**GIVEN TEXT:**

★ ★ ★ ★ ★ ★ ★

Saving NAFTA Chapter 19: Was it worth it?

Canada’s trade dispute track record at odds with government’s enthusiasm to save binational review panels in USMCA
October 23, 2018

OCTOBER 23, 2018

OTTAWA—Many Canadians, including dairy farmers, metalworkers and consumers facing higher drug prices, may come to see saving NAFTA Chapter 19 as a hollow victory, according to a new report from the Canadian Centre for Policy Alternatives.

Canada’s success using NAFTA’s Chapter 19 dispute settlement mechanism is modest at best, the report finds, and the binational review panels have been incapable of resolving bigger Canada-U.S. trade disputes. The new study questions whether salvaging Chapter 19 in the just-concluded U.S. Mexico Canada Agreement (USMCA) was worthwhile.

“Chapter 19’s almost iconic status in Canada, especially among long-time NAFTA supporters and past negotiators, should not escape empirical scrutiny,” says Scott Sinclair, trade policy researcher at the CCPA and author of the report. “The record shows that despite Canada’s portrayal of Chapter 19 as a crowning achievement of NAFTA, it was flawed from the beginning.”

★ ★ ★ ★ ★ ★ ★

[Point labeling samples]
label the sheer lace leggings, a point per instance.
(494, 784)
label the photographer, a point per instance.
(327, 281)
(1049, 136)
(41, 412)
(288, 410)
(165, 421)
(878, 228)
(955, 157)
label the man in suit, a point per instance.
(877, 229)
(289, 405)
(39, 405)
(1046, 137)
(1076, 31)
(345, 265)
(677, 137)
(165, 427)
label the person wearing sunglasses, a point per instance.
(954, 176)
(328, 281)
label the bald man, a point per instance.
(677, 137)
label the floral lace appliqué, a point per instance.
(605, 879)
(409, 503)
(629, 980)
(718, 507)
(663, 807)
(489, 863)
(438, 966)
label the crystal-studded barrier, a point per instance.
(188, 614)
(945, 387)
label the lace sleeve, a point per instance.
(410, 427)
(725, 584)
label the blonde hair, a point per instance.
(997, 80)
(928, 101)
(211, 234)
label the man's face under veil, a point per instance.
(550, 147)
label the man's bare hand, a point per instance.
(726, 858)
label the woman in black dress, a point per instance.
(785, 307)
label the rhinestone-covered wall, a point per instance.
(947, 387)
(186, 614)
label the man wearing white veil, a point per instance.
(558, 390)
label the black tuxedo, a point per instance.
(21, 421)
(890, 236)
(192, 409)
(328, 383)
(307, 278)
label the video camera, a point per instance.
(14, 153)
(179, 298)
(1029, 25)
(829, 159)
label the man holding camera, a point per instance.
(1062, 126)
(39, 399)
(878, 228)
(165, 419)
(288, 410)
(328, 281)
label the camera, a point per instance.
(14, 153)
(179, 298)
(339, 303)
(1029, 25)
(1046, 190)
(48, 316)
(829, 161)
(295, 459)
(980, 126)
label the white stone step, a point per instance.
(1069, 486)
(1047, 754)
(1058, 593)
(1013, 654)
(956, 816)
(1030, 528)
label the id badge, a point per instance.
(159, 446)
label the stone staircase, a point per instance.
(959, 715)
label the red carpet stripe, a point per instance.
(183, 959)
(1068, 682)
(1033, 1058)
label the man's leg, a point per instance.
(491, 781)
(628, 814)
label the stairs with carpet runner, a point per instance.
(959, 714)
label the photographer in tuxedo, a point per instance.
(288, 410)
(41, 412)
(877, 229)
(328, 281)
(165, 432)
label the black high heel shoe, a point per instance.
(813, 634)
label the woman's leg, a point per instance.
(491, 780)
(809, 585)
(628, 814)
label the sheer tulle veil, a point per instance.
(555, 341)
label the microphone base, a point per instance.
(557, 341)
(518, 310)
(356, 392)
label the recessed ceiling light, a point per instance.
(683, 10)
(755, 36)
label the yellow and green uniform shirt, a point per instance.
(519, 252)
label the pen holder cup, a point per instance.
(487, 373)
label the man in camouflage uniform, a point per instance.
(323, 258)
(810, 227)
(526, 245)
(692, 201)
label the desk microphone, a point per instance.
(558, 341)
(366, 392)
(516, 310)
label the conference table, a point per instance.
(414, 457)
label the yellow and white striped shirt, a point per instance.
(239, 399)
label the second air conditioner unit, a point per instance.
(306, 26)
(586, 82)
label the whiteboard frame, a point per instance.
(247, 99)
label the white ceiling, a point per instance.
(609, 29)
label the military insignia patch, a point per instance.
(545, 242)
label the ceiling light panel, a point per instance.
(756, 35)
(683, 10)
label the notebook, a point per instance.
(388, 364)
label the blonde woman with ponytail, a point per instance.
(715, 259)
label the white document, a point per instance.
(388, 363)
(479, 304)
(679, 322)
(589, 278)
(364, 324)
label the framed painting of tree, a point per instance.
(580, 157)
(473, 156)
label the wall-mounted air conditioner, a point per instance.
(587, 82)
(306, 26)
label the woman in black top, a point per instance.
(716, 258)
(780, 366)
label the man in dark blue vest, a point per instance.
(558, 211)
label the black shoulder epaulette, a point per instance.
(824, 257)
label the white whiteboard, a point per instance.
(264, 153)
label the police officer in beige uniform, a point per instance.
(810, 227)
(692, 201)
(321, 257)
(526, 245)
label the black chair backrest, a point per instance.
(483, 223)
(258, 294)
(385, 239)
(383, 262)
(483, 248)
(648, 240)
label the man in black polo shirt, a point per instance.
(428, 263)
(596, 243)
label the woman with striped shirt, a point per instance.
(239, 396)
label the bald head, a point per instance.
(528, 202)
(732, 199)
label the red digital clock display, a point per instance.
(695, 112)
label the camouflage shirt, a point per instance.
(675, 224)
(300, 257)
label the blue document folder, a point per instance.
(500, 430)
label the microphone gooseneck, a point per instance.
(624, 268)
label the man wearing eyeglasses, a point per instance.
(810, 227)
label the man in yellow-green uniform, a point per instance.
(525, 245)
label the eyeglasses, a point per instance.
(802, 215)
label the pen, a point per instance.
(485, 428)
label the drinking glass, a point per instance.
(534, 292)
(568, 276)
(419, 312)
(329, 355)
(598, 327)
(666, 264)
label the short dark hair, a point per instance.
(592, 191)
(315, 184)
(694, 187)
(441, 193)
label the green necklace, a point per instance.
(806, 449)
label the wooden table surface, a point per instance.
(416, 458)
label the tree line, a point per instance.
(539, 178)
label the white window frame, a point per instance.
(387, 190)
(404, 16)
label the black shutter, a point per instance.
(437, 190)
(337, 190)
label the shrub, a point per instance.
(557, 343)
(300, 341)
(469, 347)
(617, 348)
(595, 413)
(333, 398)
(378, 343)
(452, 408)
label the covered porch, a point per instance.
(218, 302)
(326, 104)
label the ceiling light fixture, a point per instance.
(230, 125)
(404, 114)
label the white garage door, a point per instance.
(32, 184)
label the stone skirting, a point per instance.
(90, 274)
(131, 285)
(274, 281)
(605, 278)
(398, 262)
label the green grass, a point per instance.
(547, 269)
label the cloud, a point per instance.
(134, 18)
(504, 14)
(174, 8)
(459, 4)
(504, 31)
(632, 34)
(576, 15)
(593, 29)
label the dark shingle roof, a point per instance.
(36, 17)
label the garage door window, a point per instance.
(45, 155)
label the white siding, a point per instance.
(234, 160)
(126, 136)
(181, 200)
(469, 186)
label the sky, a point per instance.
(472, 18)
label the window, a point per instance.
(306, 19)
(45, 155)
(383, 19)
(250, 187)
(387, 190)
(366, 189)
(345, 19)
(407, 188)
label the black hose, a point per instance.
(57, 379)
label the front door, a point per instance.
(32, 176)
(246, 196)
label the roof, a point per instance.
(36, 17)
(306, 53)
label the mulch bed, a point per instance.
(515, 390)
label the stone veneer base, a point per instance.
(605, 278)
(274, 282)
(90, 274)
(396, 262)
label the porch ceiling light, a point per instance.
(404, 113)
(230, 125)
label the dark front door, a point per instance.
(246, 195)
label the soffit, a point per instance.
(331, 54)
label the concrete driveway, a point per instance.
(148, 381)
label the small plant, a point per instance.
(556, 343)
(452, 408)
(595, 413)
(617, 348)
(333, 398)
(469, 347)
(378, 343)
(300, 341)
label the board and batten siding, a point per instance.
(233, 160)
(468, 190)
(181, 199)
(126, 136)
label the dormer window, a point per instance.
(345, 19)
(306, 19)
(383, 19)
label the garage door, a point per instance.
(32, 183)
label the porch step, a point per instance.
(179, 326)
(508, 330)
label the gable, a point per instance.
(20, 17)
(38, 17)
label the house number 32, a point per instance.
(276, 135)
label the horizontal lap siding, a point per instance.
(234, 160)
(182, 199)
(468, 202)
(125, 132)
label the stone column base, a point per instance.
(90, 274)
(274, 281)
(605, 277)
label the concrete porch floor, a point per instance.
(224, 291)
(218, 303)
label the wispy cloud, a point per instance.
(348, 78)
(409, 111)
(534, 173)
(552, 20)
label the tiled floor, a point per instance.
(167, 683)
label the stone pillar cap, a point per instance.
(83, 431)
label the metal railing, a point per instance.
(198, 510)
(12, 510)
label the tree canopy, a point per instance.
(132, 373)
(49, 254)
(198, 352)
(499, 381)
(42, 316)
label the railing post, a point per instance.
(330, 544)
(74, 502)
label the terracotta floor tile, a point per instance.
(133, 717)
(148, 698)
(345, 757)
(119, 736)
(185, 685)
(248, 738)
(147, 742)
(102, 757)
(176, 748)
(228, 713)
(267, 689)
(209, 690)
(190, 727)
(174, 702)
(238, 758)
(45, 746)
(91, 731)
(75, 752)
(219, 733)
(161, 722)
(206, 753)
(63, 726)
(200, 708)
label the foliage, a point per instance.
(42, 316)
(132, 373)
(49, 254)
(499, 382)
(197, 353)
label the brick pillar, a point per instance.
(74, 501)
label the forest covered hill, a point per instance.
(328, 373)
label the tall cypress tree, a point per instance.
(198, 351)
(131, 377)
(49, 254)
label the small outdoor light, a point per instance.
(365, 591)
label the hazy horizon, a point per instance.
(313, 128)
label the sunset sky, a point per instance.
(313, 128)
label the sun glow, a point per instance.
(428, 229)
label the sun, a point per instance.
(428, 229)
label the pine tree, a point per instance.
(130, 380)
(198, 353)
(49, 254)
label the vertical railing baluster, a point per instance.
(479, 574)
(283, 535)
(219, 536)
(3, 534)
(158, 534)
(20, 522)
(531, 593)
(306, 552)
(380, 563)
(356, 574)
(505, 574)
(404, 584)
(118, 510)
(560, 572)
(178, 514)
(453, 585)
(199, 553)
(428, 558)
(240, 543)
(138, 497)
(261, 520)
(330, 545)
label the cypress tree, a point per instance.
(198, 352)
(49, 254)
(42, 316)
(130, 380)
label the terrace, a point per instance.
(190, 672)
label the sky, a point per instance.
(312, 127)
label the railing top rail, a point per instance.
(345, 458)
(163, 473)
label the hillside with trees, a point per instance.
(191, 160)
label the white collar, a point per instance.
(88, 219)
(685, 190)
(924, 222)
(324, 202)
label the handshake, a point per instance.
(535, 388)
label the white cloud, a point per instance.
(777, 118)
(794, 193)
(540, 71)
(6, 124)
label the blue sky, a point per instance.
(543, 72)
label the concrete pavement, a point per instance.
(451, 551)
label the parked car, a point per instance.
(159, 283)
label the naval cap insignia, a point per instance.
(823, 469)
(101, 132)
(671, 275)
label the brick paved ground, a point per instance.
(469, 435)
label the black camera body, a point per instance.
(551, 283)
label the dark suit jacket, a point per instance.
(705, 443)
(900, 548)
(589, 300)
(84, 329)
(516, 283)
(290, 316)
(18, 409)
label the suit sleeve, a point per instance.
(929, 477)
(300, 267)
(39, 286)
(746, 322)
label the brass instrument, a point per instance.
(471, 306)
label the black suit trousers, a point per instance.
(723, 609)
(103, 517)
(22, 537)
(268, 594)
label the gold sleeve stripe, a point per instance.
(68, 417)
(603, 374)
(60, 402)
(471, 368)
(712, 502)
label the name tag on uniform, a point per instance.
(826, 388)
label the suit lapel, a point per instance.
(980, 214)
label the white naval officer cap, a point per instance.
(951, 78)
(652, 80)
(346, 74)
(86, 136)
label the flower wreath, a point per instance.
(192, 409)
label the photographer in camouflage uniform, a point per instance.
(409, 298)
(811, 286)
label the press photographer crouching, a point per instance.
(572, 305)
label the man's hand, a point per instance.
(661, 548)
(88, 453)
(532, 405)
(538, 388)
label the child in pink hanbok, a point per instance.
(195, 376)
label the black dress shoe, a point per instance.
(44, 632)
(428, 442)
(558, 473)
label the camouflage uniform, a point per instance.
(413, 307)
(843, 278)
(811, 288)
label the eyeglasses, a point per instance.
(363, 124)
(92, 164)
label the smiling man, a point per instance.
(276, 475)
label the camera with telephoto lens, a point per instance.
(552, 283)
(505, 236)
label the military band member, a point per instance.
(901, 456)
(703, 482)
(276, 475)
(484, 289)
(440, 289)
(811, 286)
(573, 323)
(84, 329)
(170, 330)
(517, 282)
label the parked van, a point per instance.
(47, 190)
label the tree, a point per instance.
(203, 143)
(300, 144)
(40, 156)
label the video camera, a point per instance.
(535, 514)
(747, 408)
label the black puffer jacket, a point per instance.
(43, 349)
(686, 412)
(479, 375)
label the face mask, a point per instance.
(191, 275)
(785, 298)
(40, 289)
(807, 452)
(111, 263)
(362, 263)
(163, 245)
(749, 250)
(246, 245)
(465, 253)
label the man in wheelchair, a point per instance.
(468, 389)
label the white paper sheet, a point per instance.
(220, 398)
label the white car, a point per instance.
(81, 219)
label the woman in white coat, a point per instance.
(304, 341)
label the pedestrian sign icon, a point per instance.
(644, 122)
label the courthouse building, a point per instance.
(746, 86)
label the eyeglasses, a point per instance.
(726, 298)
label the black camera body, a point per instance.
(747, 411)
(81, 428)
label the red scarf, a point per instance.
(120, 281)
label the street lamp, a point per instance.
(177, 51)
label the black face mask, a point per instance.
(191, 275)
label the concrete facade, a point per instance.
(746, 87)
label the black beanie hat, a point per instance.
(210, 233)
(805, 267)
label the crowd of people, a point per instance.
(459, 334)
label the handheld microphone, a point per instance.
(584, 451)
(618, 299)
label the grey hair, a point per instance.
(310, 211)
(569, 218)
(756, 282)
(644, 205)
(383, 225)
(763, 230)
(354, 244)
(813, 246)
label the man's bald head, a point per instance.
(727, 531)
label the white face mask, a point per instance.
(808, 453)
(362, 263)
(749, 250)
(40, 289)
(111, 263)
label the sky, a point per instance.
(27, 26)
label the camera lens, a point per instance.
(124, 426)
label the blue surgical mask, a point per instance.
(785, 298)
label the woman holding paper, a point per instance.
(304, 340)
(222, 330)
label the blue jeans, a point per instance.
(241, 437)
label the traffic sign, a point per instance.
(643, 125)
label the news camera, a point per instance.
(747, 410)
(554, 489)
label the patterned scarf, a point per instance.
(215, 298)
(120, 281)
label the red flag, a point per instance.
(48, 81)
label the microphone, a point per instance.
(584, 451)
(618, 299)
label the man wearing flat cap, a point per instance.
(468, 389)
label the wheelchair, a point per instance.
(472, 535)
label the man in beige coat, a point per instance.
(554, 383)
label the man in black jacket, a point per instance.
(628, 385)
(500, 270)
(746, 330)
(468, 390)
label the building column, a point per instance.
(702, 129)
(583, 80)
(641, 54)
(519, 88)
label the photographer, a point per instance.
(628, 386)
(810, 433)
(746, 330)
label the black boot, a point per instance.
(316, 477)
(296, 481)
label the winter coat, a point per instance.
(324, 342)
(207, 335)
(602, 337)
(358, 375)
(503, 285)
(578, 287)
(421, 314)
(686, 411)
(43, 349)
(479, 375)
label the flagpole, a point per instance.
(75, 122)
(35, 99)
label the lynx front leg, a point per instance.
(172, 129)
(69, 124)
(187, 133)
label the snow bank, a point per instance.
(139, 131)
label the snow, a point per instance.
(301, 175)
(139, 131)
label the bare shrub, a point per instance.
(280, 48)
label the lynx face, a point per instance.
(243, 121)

★ ★ ★ ★ ★ ★ ★

**TASKS FOR THIS EXERCISE:**
1: From the release on NAFTA Chapter 19, extract the passage from "OTTAWA—Many Canadians, including" to "(USMCA) was worthwhile.".
2: Extend the release on saving NAFTA Chapter 19 by continuing it after its final sentence.
The records are drawn from a separate source unrelated to the text.

**RESULTS IN ORDER:**
1:
OTTAWA—Many Canadians, including dairy farmers, metalworkers and consumers facing higher drug prices, may come to see saving NAFTA Chapter 19 as a hollow victory, according to a new report from the Canadian Centre for Policy Alternatives.

Canada’s success using NAFTA’s Chapter 19 dispute settlement mechanism is modest at best, the report finds, and the binational review panels have been incapable of resolving bigger Canada-U.S. trade disputes. The new study questions whether salvaging Chapter 19 in the just-concluded U.S. Mexico Canada Agreement (USMCA) was worthwhile.

2:
Since 1994, Canadian exporters have succeeded in getting trade relief in 12 complaints under NAFTA Chapter 19. Only seven of these wins were directly attributable to the Chapter 19 process, and the last of these occurred nearly 15 years ago, the study notes. In the five other successful cases, Canadian exporters won interim relief from panel decisions, but the trade disputes were ultimately resolved independently of the Chapter 19 panel process.

Other findings from the study include: 

  • Canadian exporters have brought 54 complaints against the U.S. trade authorities, but more than half (30) were terminated before any panel decision was reached; 
  • Delays in the binational panel process have increased well beyond the prescribed 315-day limit for a first decision, rising to an average of 1,219 days for the period from 2009 to 2013;
  • Final panel decisions have taken even longer—up to 4.5 years in the 2002 softwood lumber dispute, which was ended by the 2006 Softwood Lumber Agreement.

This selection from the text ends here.